__EXERCISE REQUIREMENTS__: Reproduce the rows from the line containing "Note: in this drill we tag each instance of the curved" through the end of the rows, changing "lamp post" to "street light" and leaving everything else as it stands.

— START OF RECORD LIST —

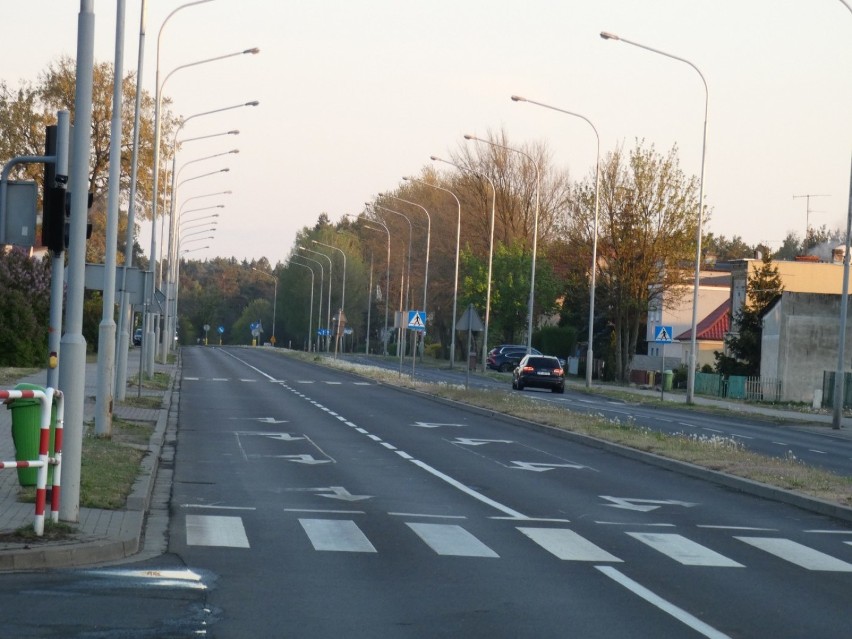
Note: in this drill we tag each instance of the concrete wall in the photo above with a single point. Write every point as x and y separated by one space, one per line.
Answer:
800 342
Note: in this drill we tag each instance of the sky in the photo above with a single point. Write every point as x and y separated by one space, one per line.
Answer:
354 94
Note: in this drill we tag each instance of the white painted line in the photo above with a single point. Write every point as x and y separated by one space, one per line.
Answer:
568 545
215 507
736 528
451 540
685 551
631 524
655 600
429 516
336 535
831 532
798 554
215 530
466 490
323 510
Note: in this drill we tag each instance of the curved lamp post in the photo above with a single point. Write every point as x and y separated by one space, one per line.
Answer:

— END OF RECORD LIST —

__FINISHED TASK__:
Note: in this drill we tag each instance of the curved street light in the photo above with a single point. Write every point as x and y separated by one space, one per line.
Answer:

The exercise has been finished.